• Document
· · ·

After this lecture you will understand:
The concepts behind tests of goodness-of-fit and association
How to read tables and figures of counts
How to calculate the \(\chi^2\) statistic
How to interpret and report significance tests of \(\chi^2\)
The relationship between association and causation
To start, an dicey 🎲 example to get the key ideas
Refresh concepts of probability, frequencies, and counts
Introduction to the \(\chi2\) test statistic
I want to know if my four-sided die (d4) is fair
If it is, each number should come up with equal probability
So, if I roll the dice 100 times, each number should come up (approximately) 25 times
Dice Roll | Observed Count |
---|---|
1 | 25 |
2 | 29 |
3 | 24 |
4 | 22 |
These numbers are not exactly 25 each
The Fundamental Question
Are these proportions what we would expect if the die were fair? Are they different enough to believe the die is not fair?
How different are the observed counts from the expected counts?
Dice Roll | Obs. Count | Exp. Count |
---|---|---|
1 | 25 | 25 |
2 | 29 | 25 |
3 | 24 | 25 |
4 | 22 | 25 |
\(\chi^2 = \frac{(25-25)^2}{25} + \frac{(29-25)^2}{25} + \frac{(24-25)^2}{25} + \frac{(22-25)^2}{25}\)
\(\chi^2 = \frac{0}{25} + \frac{16}{25} + \frac{1}{25} + \frac{9}{25}\)
\(\chi^2 = 0 + 0.64 + 0.04 + 0.36\)
\(\chi^2 = 1.04\)
Vocabulary: Observed counts
The number of occurrences in each category observed in the sample.
Vocabulary: Expected counts
The number of occurrences in each category expected under the null hypothesis.
Vocabulary: \(\chi^2\)
The test statistic \(\chi^2\) represents the sum of the squared (and scaled) differences between observed and expected counts.
We’ve calculated a test statistic, \(\chi^2\), that represents the thing we are trying to test
Compare our test statistic to the distribution of that statistic
IMPORTANT: These distributions assume that the null hypothesis is true!
Here, our null hypothesis is that the die IS fair
Unfortunately test statistics like the one we have are not normally distributed
No problem - we just have to use a different distribution!
Meet the \(\chi^2\) distribution
The sum of squared normal distributions
See this excellent Khan Academy explainer for more!
Degrees of freedom determine the distribution’s shape and proportions
At base, they are the number of values that are free to vary
Consider your module quiz scores: let’s say you want an overall quiz mark of 5/7 (or 71.43%)

· · ·

• Stored data
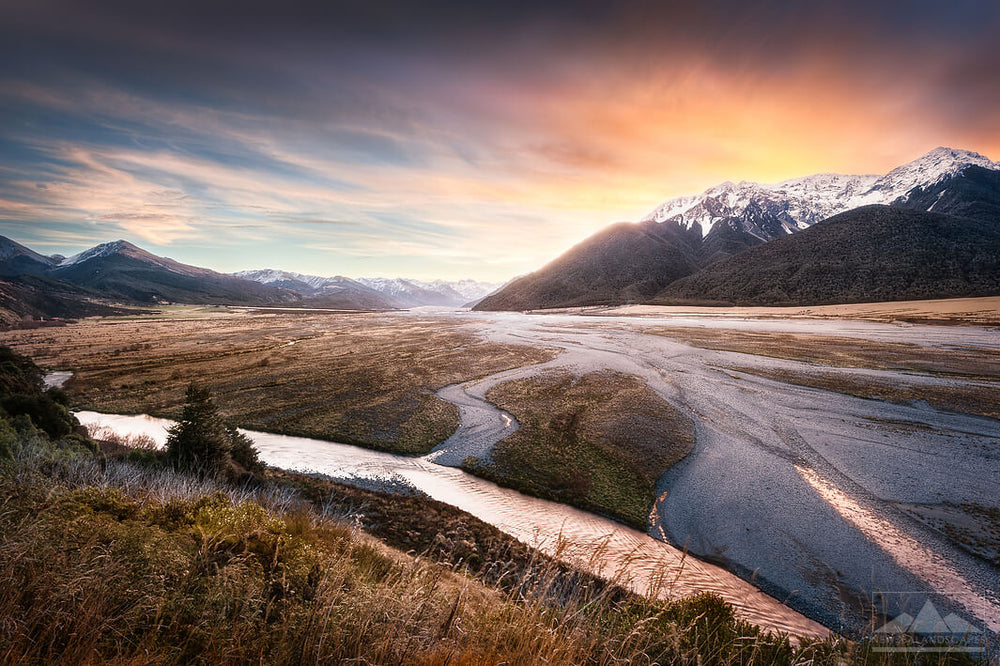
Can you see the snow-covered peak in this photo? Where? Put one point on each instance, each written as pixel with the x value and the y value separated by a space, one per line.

· · ·

• Complete the following
1. According to the lecture on the chi-square test, what is the null hypothesis in the four-sided die example?
2. Carry the lecture on the chi-square test forward, starting right after its final sentence.

• Answers to the tasks
1. The die is fair.

2.
Week of Term | Quiz Score | Rolling Mean |
---|---|---|
Week 3 | 6 | 6 |
Week 4 | 4 | 5 |
Week 5 | 2.5 | 4.17 |
Week 6 | 6.5 | 4.75 |
Week 8 | 4 | 4.6 |
Week 9 | 7 | 5 |
Week 10 | 3 | 4.71 |
Week 11 | ??? | ??? |
The last value must have a particular value in order to work out to the desired mean
\[\frac{6 + 4 + 2.5 + 6.5 + 4 + 7 + 3 + ???}{8} = 5\]
Here, df = 7
One less than the number of scores
Other degrees of freedom have a similar idea, just calculated differently
Important
You do NOT need to know how to calculate degrees of freedom!
You must know how to report it from the output, and have some idea of what it does.
Look at the distribution for 3 degrees of freedom
What percentage of the distribution is greater than or equal to 1.04?
The sum of squared differences between our expected and observed counts ( \(\chi^2\) ) was 1.04
For a \(\chi^2\) distribution with 3 degrees of freedom, this value is extremely common under the null hypothesis!
If our die is fair, our data are extremely likely
To believe that the die was not fair, we would have to observe test statistic of > ~7.8 (\(\alpha\) = .05)
If only there were an easier way to do this…!
\(\chi^2\) quantifies how different a set of observed frequencies are from expected frequencies
We can follow the usual steps of our analysis:
Obtain data
Calculate test statistic
Compare to distribution
Obtain p-value
Evaluate hypotheses
Vocabulary: \(\chi^2\) Goodness of Fit Test
Tests whether a sample of frequency data came from a population with a specific, known distribution.
Next, let’s look at a test of association, or independence
Vocabulary: Continuous data
Represent some measurement or score on a scale.
Examples: Reaction time to press a button, mean anxiety scor
Answers the question: how much?
Vocabulary: Categorical data
Represent membership in a particular group or condition.
Examples: control vs experimental group, year of uni
Answers the question: which one?
This time we will have two variables, both categorical
Data: counts of how many observations fall into each combination of categories
Spatial orientation of sequences, such as numbers, months, or days of the week
“Calendars” of spatial orientations of months of the year
Brang et al. (2011): Is the orientation of the calendar related to the synaesthete’s handedness?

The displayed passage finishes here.